* Excerpt
Cycling through the album triptych, we approach TTPD and find a new shade of this subject where she appears to continue delving into the notion of why her life is what it is – and what she can do to create success as she grapples with the double identity she experiences.
TTPD explores her singular experience as Taylor Swift – a level of fame, celebrity, and fortune for which she has no peers and therefore no map to guide her (“You wouldn’t last an hour in the asylum where they raised me”) – and openly wonders if all of this has been a matter of birthright at this turn of her evolution, which cuts two ways. She focuses on this topic in two songs: “The Prophecy,” exploring her perceived lack of luck in love which may feel like destiny (“Please I’ve been on my knees / Change the prophecy / Don’t want money / Just someone who wants my company”), and “Who’s Afraid of Little Old Me?” which similarly covers a path that’s been beyond her control and focuses on her career (“I was tame, I was gentle ‘til the circus life made me mean”). We understand that, at this point in her journey of self-acceptance, she recognizes that the double identity she has may create inherent conflict – with significant upside in one arena and potential downside in another: Is what appears to be my birthright actually my birthwrong?
Keeping in step with the album triptych idea of mapping her journey, we see a new take on this topic on LOAS. “Wood” – whose chords call to mind “Superstition” by Stevie Wonder, an intentional strategy – circles on the topic of “knocking on wood” and otherwise conjuring outside forces to receive what you want most in the world. She openly admits “I’ve been a little superstitious” – calling upon keeping her side of the street clean a la “Karma” and the idea of seeking external devices to shape her fate, or disrupt the prophecy – and dispenses with these tactics, understanding that “you and me, we make our own luck,” saying “I ain’t gotta knock on wood” in the chorus. She’s realized, in this final step of her arrival, that she no longer needs these talismans she’s relied on before to have what she wants and feel free, since she now feels empowered to have a measure of influence over it in relationship with a like-minded partner – a topic of considerable interest in her body of work.
Will I ever partner?
You’re 15, walking the halls of your high school, passing notes to your friend in class, and playing out the next 15 years in your head: love, marriage, honeymoon, family. You move through the days – slow like sprinting through the ocean, the ever-turning tide pushing you backward as you strive to move ahead – wondering and hoping and dreaming of finding someone. Will it happen? Can it happen? When?
And then, all of a sudden, you’re 30, married now for going on three years, and think back to the seemingly never-ending phase of uncertainty of whether you’d ever find someone. You feel comforted by the chain of events that led you to your partner and the role you and the universe played. You understand that wanting and waiting may be part of life, and trusting the journey – and your ability to navigate it, whatever obstacles you may encounter – is an area of strength that buoys you for the unknown future ahead.

* Set problem A
How many lines of the records below contain the word "jacket"? Reply with the number only.

* Data section

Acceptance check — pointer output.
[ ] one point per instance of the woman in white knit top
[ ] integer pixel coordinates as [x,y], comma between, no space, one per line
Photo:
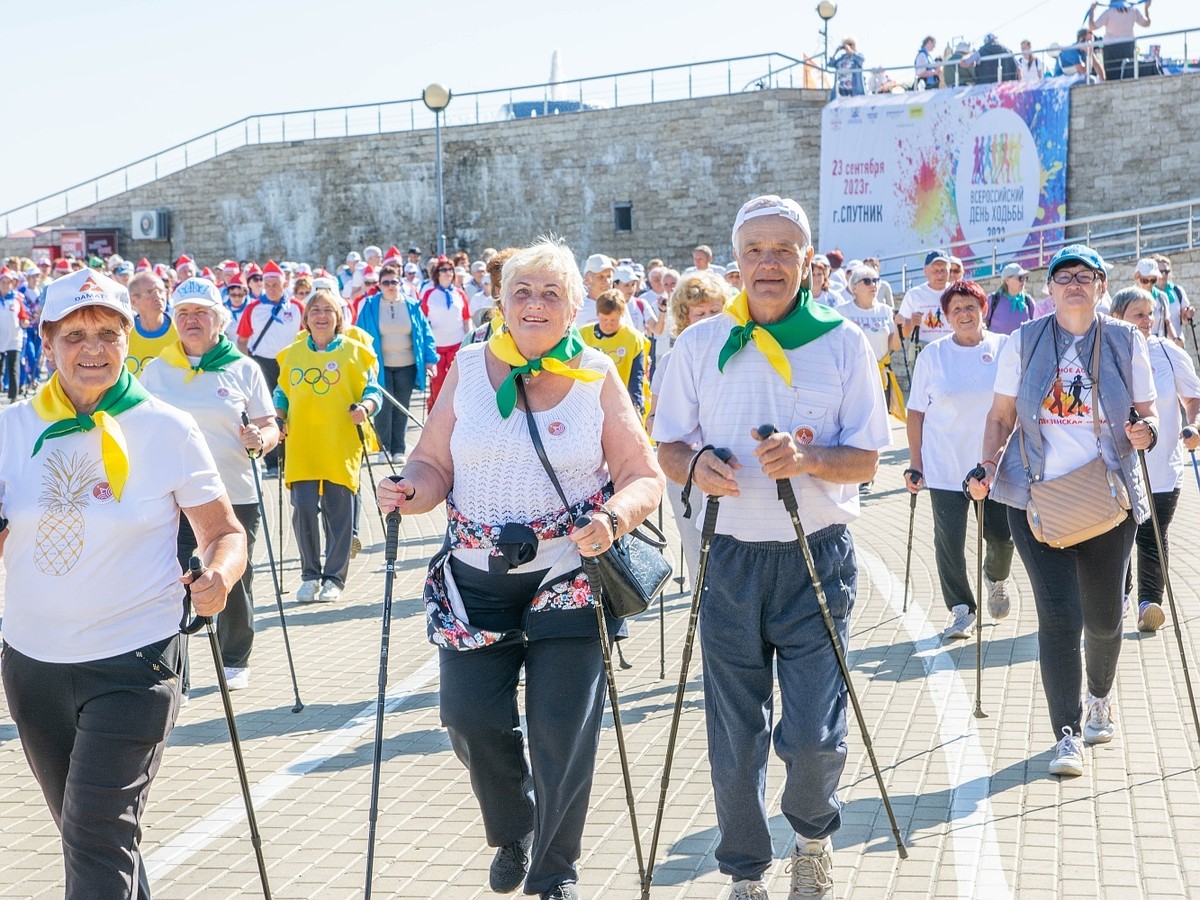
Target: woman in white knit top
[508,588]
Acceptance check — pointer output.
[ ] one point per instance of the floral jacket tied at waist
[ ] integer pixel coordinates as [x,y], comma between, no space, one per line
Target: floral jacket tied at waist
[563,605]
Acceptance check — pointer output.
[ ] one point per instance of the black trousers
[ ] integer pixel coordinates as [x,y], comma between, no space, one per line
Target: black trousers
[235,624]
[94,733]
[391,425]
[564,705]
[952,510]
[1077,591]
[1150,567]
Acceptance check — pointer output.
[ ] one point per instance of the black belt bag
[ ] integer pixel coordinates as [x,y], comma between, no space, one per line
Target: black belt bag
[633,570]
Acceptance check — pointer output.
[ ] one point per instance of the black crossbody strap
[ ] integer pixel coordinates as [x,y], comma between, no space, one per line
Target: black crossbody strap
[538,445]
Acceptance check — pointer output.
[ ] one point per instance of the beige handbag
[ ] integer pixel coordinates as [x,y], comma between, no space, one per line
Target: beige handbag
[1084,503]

* Set problem B
Summarize the excerpt about Taylor Swift's album triptych in three sentences.

* Task solution A
2

* Task solution B
On TTPD, Taylor Swift explores her singular experience of fame and wonders whether her life has been a matter of birthright, a question she takes up in "The Prophecy" and "Who's Afraid of Little Old Me?" On LOAS, "Wood" shows her admitting she has been superstitious and then dropping those tactics, since she and a like-minded partner "make our own luck." The excerpt then moves from a 15-year-old wondering whether they will ever find someone to a 30-year-old, married nearly three years, who feels comforted by the path to their partner and trusts the journey ahead.